* **Goal of the exercise**: Arrange the data from the line with "white shirt on this basis." to the last line of the data as a numbered list, leaving out any blank lines.

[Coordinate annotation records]
+ + +

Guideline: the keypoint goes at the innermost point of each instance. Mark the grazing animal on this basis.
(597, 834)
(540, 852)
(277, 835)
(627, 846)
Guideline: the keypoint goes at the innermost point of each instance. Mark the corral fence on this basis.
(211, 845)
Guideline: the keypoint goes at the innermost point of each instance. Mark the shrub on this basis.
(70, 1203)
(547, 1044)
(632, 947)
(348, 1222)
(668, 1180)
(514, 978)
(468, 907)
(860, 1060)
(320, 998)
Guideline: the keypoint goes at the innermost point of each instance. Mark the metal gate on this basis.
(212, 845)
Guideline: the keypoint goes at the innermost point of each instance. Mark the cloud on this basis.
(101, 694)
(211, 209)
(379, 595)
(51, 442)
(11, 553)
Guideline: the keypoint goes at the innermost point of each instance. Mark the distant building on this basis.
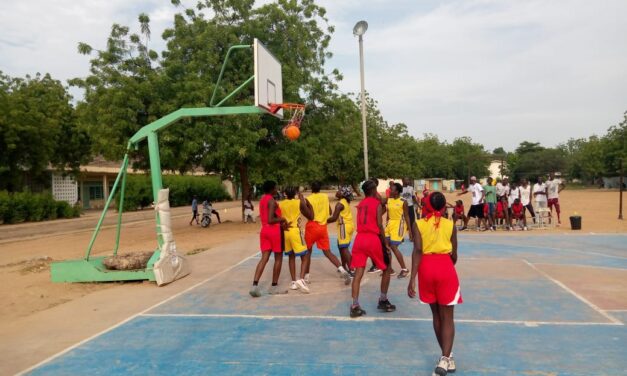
(496, 168)
(94, 182)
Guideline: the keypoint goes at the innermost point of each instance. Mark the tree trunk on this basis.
(243, 178)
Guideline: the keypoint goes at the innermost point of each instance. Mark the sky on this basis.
(498, 71)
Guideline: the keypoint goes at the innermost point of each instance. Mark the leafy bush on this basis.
(138, 192)
(25, 206)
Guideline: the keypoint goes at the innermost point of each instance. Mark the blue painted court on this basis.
(533, 305)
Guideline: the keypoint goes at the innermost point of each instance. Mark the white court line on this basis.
(581, 266)
(584, 300)
(62, 352)
(551, 248)
(371, 319)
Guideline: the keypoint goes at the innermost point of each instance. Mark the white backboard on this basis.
(268, 78)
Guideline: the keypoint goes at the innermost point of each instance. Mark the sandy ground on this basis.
(26, 250)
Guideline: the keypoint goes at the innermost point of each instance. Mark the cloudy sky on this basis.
(499, 71)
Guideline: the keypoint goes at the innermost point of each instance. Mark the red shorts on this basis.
(554, 202)
(367, 245)
(437, 280)
(271, 239)
(317, 234)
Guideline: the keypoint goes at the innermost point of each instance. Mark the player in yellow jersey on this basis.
(398, 218)
(345, 225)
(294, 242)
(317, 212)
(433, 261)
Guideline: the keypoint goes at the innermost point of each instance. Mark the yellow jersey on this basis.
(395, 209)
(436, 240)
(290, 210)
(346, 215)
(320, 204)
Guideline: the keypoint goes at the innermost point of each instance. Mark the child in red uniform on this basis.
(433, 261)
(460, 213)
(518, 213)
(270, 239)
(369, 243)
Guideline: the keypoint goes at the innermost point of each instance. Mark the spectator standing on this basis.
(476, 209)
(249, 210)
(554, 187)
(525, 198)
(194, 211)
(490, 199)
(540, 194)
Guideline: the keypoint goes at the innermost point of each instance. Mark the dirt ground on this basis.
(26, 250)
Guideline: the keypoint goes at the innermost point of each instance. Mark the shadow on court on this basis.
(548, 305)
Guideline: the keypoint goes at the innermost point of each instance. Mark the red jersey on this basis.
(367, 215)
(459, 209)
(517, 209)
(499, 210)
(263, 210)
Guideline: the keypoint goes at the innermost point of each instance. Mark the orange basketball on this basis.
(291, 131)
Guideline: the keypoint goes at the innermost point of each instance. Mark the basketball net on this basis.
(297, 109)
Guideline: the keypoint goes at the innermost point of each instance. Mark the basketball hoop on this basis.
(292, 129)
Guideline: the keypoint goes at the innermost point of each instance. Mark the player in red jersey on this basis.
(370, 243)
(270, 239)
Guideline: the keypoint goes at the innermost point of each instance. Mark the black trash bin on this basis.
(575, 222)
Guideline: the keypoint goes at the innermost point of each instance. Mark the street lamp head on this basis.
(360, 28)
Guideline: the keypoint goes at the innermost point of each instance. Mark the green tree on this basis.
(37, 129)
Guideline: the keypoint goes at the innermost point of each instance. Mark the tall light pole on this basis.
(359, 30)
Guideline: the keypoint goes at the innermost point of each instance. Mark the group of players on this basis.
(434, 255)
(507, 203)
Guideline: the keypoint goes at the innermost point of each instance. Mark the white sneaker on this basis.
(451, 364)
(302, 286)
(442, 368)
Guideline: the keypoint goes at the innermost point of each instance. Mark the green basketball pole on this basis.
(91, 269)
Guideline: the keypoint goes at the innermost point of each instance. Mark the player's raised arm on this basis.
(305, 207)
(336, 214)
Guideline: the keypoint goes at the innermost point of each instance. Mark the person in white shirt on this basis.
(476, 209)
(554, 187)
(525, 198)
(539, 193)
(502, 193)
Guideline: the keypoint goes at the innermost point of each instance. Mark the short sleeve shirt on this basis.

+ + +

* **Task answer**:
1. Guideline: the keypoint goes at the innermost point of each instance. Mark the person in white shirt on this basis.
2. (476, 209)
3. (554, 187)
4. (525, 198)
5. (539, 193)
6. (502, 193)
7. Guideline: the keypoint goes at the innermost point of each instance. Mark the short sleeve shirt on this basis.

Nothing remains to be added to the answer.